• **Problem to solve**:
Please reproduce the records below, switching "one point" to "a single point" throughout and leaving everything else unchanged.
----- Raw records -----
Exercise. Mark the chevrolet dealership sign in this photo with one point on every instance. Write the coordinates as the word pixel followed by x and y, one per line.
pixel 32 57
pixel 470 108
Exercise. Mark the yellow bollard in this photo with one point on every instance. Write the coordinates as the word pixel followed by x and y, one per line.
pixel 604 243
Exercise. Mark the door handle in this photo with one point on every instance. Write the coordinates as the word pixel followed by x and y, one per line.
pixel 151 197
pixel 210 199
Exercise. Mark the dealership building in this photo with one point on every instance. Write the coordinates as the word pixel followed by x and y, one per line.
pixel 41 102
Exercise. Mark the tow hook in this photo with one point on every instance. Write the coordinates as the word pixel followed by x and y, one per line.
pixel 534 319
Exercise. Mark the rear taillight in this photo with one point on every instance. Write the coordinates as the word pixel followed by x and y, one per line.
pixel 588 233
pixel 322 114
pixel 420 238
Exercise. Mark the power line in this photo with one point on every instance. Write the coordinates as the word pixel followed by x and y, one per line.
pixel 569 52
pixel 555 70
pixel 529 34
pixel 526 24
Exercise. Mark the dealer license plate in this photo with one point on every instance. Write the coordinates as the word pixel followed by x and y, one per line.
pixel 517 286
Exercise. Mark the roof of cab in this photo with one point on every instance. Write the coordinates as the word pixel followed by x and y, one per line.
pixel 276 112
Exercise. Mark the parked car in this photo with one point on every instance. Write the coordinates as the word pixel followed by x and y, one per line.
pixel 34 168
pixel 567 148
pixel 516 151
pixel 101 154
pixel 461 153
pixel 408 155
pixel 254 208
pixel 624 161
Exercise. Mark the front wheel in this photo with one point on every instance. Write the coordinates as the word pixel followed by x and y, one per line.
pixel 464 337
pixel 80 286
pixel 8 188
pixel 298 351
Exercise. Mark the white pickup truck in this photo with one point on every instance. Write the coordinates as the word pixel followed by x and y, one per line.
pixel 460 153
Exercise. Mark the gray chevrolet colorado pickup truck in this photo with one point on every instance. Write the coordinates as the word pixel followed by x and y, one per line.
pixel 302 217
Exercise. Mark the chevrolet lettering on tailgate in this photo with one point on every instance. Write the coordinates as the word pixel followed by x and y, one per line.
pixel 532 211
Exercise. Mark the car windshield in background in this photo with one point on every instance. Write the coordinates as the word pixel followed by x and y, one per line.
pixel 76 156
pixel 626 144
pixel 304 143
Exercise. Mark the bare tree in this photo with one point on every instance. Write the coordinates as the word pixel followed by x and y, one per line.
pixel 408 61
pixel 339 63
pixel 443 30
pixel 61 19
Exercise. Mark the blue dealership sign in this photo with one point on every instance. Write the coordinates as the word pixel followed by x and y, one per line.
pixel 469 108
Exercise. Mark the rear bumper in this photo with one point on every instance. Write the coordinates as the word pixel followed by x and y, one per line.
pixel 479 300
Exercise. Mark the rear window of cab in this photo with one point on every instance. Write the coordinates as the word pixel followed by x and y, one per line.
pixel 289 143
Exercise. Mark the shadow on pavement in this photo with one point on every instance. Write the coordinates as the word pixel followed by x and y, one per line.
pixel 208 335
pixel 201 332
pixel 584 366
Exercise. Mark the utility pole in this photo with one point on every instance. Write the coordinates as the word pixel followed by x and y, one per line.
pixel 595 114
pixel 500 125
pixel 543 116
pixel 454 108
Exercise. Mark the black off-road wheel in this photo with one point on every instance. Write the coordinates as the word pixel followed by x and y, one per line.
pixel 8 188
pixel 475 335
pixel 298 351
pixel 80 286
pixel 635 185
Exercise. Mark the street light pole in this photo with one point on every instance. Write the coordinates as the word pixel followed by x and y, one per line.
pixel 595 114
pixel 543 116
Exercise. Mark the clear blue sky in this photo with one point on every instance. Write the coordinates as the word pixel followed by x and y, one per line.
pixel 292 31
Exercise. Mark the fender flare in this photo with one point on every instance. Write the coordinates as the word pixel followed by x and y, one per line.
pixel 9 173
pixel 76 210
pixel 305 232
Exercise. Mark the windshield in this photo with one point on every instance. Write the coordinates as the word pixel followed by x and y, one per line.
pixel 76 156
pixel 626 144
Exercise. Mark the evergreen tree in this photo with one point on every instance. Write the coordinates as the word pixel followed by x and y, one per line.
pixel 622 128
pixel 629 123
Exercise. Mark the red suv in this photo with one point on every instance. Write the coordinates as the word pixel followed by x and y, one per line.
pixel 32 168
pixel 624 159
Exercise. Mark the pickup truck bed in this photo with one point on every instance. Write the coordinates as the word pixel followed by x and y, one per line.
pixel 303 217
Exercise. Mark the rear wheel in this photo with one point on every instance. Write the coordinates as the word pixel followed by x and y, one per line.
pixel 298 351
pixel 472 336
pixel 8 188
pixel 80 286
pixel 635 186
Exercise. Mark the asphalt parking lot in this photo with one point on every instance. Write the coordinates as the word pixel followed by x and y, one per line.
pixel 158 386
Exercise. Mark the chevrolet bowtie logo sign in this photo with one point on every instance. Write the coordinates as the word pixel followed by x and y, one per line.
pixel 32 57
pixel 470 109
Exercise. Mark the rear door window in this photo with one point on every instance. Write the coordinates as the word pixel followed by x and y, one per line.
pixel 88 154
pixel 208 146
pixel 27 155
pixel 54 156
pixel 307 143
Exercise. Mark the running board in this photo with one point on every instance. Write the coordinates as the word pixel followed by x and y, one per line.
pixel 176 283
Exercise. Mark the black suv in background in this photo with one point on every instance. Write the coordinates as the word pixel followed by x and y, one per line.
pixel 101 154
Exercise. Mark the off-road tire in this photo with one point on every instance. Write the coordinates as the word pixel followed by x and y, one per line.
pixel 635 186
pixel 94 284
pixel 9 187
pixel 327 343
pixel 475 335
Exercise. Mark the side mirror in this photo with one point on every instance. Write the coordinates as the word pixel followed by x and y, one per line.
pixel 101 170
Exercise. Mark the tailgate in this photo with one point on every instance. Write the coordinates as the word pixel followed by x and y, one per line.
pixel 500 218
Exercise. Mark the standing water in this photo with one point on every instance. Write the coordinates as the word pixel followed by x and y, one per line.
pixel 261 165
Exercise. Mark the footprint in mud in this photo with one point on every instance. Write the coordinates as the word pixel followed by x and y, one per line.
-----
• **Result of the task**:
Exercise. Mark the chevrolet dealership sign in this photo with a single point on every instance. Write the coordinates as the word pixel followed by x and y, one per line.
pixel 32 57
pixel 470 108
Exercise. Mark the yellow bollard in this photo with a single point on every instance. Write the coordinates as the word pixel followed by x and y, one per line.
pixel 604 243
Exercise. Mark the door handle in this photo with a single point on every instance. Write the coordinates as the word pixel followed by x and y, one per line.
pixel 151 197
pixel 210 199
Exercise. Mark the dealership building in this photo with a single point on every instance. Write the coordinates as the word pixel followed by x and y, one per line.
pixel 41 102
Exercise. Mark the tow hook in this photo with a single point on every instance. Write the coordinates as the word pixel followed by x and y, one per line.
pixel 534 319
Exercise. Mark the rear taillight in this photo with a single point on every instance. Write the coordinates as the word pixel followed by x and y, one per line.
pixel 588 233
pixel 322 114
pixel 420 238
Exercise. Mark the power line in this photo with a single point on every instance. Write the coordinates as the word pixel followed by x and y, one per line.
pixel 569 52
pixel 555 70
pixel 529 34
pixel 526 24
Exercise. Mark the dealer license plate in this photo with a single point on every instance. Write the coordinates as the word pixel followed by x and y, one per line.
pixel 517 286
Exercise. Mark the roof of cab in this photo with a single point on every instance. Write the coordinates as the word pixel followed by x and y, one per line.
pixel 276 112
Exercise. Mark the parked car in this photo with a single point on every instance. Write the coordinates as the word pixel followed by x and y, one per line.
pixel 34 168
pixel 567 148
pixel 516 151
pixel 101 154
pixel 461 153
pixel 408 155
pixel 254 208
pixel 624 161
Exercise. Mark the front wheel in this photo with a single point on every instance. Write the coordinates as the word pixel followed by x and y, one per line.
pixel 464 337
pixel 80 286
pixel 8 188
pixel 298 351
Exercise. Mark the white pickup truck in this photo with a single point on every instance. Write the coordinates as the word pixel followed by x and y, one per line.
pixel 460 153
Exercise. Mark the gray chevrolet colorado pickup truck in this photo with a single point on every instance. Write the coordinates as the word pixel followed by x and y, one per line.
pixel 302 217
Exercise. Mark the chevrolet lettering on tailgate in this photo with a single point on every instance. Write the coordinates as the word pixel followed by x and y, one per line.
pixel 532 211
Exercise. Mark the car windshield in background in this photo with a single point on every instance. Write the coordinates as the word pixel followed by x and y, one per line.
pixel 76 156
pixel 626 144
pixel 304 143
Exercise. Mark the bare tree in this photo with a single point on every instance. Write the coordinates as the word pixel followed by x and y, one per line.
pixel 408 61
pixel 339 63
pixel 443 30
pixel 61 19
Exercise. Mark the blue dealership sign in this photo with a single point on every instance. Write the coordinates as the word pixel followed by x and y, one per line.
pixel 469 108
Exercise. Mark the rear bumper in this photo with a single point on every instance. Write the coordinates as the word pixel followed by x and y, one per line.
pixel 479 300
Exercise. Mark the rear window of cab in this photo with a single point on every instance. Write the coordinates as the word pixel followed by x and y, one per line.
pixel 289 143
Exercise. Mark the shadow on pavement in this photo with a single point on every instance. Write the coordinates as the word pixel followed by x and y, one per line.
pixel 208 335
pixel 201 332
pixel 584 366
Exercise. Mark the utility pole in this photo with a single point on every instance. Write the coordinates as the word pixel followed by x and y, one per line.
pixel 595 114
pixel 500 125
pixel 543 116
pixel 454 108
Exercise. Mark the black off-road wheel in this photo with a single point on every instance. Write the coordinates as the word pixel followed by x and y, one per line.
pixel 8 188
pixel 475 335
pixel 298 351
pixel 80 286
pixel 635 185
Exercise. Mark the street light pole in this photo with a single point on every instance. Write the coordinates as the word pixel followed by x and y, one per line.
pixel 595 114
pixel 543 116
Exercise. Mark the clear blue sky in this photo with a single point on every instance. Write the coordinates as the word pixel followed by x and y, one per line.
pixel 292 31
Exercise. Mark the fender flare in this photo with a single point on every instance. Write the coordinates as the word pixel followed by x and y, one per line.
pixel 9 173
pixel 76 210
pixel 305 232
Exercise. Mark the windshield in this photo with a single point on every instance. Write the coordinates as the word pixel followed by x and y, one per line.
pixel 76 156
pixel 626 144
Exercise. Mark the evergreen tree in this photo with a single point on every instance. Write the coordinates as the word pixel followed by x and y, one per line.
pixel 622 128
pixel 629 123
Exercise. Mark the red suv in this photo with a single point on every instance. Write the coordinates as the word pixel followed by x and y, one per line.
pixel 32 168
pixel 624 159
Exercise. Mark the pickup truck bed in this photo with a single point on every instance. Write the coordinates as the word pixel followed by x and y, one per line.
pixel 303 217
Exercise. Mark the rear wheel in this photo with a single point on every instance. Write the coordinates as the word pixel followed by x and y, one per line.
pixel 298 351
pixel 472 336
pixel 8 188
pixel 80 286
pixel 635 186
Exercise. Mark the asphalt parking lot in this photo with a single point on every instance. Write the coordinates as the word pixel followed by x and y, one per line.
pixel 158 386
Exercise. Mark the chevrolet bowtie logo sign in this photo with a single point on every instance. Write the coordinates as the word pixel followed by x and y, one per line.
pixel 32 57
pixel 470 109
Exercise. Mark the rear door window in this photo with a single point on every instance. Write the coordinates as the word pixel followed by x and y, one per line.
pixel 88 154
pixel 208 146
pixel 27 155
pixel 54 156
pixel 307 143
Exercise. Mark the running board in this photo with a single point on every instance. Write the coordinates as the word pixel followed by x and y, one per line.
pixel 176 283
Exercise. Mark the black suv in background in this photo with a single point on every instance. Write the coordinates as the word pixel followed by x and y, one per line.
pixel 101 154
Exercise. Mark the off-road tire in this photo with a single point on every instance. Write the coordinates as the word pixel followed by x and y, one per line.
pixel 635 186
pixel 94 284
pixel 9 187
pixel 327 343
pixel 475 335
Exercise. Mark the side mirror in this photo with a single point on every instance. Write the coordinates as the word pixel followed by x and y, one per line.
pixel 101 170
Exercise. Mark the tailgate in this photo with a single point on every instance. Write the coordinates as the word pixel followed by x and y, one per line.
pixel 500 218
Exercise. Mark the standing water in this photo with a single point on every instance. Write the coordinates as the word pixel followed by x and y, one per line.
pixel 261 165
Exercise. Mark the footprint in mud in this photo with a single point on every instance. Write the coordinates as the word pixel followed by x and y, one per line.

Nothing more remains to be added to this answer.